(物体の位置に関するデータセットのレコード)
┌──
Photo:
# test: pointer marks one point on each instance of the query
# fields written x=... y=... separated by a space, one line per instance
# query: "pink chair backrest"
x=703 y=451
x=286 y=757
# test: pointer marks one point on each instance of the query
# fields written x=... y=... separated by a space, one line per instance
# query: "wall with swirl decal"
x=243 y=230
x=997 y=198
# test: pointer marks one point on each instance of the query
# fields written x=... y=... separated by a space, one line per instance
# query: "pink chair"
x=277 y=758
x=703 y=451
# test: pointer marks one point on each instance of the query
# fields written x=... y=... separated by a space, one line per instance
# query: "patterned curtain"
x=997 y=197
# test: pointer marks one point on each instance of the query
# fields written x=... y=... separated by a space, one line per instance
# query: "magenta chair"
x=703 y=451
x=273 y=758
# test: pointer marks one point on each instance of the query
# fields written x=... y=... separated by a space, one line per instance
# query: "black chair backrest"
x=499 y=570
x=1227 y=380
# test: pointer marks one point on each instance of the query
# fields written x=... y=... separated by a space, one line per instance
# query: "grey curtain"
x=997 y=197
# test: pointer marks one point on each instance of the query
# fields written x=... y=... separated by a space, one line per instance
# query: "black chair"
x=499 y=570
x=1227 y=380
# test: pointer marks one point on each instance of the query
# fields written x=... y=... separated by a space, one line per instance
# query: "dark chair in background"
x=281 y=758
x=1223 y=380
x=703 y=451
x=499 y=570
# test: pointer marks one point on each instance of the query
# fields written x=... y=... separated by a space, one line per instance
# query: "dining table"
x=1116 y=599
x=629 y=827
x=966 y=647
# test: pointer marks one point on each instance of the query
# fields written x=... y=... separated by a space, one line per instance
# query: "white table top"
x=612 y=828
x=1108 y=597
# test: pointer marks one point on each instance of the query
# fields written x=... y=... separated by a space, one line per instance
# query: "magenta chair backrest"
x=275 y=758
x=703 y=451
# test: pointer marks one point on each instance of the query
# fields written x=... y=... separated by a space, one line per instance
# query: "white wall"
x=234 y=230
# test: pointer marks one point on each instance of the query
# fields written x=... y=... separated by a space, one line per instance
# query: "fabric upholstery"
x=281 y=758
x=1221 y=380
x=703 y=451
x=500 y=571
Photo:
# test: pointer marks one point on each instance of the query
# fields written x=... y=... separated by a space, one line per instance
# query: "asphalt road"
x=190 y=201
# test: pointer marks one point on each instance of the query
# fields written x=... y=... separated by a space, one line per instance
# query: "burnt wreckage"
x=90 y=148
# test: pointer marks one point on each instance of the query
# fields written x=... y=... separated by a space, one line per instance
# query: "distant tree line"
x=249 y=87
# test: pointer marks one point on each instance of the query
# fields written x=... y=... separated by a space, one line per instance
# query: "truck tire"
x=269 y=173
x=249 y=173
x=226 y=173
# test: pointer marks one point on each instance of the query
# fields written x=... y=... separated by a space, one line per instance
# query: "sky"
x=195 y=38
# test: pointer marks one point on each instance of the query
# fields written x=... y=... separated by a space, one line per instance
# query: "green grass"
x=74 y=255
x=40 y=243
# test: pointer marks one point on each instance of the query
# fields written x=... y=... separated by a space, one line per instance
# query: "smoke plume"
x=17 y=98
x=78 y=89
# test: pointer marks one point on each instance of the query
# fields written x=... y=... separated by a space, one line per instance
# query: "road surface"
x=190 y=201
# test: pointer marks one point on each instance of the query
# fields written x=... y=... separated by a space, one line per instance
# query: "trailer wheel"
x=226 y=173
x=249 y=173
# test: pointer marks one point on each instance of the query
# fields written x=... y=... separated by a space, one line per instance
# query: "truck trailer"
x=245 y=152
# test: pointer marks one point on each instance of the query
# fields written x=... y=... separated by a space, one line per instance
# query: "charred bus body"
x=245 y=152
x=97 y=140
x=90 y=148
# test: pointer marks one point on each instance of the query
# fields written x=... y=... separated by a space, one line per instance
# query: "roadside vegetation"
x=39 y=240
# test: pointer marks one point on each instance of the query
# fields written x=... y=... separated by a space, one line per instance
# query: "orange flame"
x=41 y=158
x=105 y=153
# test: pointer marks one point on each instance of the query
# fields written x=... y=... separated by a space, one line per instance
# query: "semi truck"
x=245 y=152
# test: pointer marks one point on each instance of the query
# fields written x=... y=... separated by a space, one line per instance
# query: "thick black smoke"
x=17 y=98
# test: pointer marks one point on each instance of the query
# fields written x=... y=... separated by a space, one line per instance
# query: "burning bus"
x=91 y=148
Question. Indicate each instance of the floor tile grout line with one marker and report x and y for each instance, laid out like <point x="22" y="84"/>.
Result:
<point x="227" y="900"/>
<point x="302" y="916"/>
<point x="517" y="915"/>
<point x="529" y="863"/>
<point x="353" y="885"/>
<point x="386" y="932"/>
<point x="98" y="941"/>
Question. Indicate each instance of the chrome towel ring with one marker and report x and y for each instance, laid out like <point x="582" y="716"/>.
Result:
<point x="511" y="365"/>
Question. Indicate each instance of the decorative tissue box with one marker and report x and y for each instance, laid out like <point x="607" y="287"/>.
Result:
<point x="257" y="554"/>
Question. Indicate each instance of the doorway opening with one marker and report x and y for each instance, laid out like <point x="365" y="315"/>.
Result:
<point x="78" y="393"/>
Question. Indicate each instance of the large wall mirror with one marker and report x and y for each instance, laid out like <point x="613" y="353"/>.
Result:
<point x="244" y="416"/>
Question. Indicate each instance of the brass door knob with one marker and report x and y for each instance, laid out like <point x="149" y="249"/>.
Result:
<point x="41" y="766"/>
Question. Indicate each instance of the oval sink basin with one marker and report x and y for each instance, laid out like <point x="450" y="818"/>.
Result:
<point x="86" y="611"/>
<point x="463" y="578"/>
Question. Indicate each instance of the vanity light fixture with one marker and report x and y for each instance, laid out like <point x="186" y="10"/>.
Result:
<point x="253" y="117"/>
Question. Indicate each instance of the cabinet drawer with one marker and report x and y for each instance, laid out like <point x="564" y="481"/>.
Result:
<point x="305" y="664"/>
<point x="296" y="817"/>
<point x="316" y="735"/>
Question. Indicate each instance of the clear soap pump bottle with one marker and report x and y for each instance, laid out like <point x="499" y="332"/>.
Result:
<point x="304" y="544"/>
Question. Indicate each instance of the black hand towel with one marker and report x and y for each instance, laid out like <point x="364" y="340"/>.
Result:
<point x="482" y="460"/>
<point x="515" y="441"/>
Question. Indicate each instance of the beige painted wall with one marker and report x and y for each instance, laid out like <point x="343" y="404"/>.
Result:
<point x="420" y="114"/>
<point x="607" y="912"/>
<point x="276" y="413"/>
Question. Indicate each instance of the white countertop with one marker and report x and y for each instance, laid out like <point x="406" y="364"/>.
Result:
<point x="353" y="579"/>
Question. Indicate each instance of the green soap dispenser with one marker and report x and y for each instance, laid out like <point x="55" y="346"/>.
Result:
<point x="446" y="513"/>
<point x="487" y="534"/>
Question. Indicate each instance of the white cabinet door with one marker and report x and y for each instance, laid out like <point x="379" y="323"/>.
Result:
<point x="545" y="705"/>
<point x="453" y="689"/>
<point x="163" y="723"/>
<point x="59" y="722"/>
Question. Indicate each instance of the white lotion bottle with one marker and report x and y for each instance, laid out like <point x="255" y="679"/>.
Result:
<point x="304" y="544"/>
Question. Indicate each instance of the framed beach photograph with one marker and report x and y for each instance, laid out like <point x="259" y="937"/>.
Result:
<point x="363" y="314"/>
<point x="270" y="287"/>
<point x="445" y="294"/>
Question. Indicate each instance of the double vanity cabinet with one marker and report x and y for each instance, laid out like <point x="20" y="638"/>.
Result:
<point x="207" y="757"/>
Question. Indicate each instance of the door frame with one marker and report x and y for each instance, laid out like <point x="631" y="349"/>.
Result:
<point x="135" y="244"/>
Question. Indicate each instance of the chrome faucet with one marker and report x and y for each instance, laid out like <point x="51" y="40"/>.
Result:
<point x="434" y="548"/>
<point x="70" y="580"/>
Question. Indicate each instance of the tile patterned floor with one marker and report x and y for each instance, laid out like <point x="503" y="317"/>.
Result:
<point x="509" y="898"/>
└──
▶ [設問] 「Question. Indicate each instance of the door frame」を含む行からレコードの最後までの部分について、「chrome faucet」を「silver faucet」に置き換え、ほかは一切変えずに修正してもらえますか？

▶ [回答]
Question. Indicate each instance of the door frame with one marker and report x and y for each instance, laid out like <point x="631" y="349"/>.
Result:
<point x="135" y="244"/>
Question. Indicate each instance of the silver faucet with one marker and report x and y for each instance, laid out like <point x="51" y="40"/>.
Result:
<point x="434" y="548"/>
<point x="70" y="580"/>
Question. Indicate each instance of the tile patterned floor with one marker and report x and y for each instance, laid out like <point x="503" y="317"/>.
Result:
<point x="509" y="898"/>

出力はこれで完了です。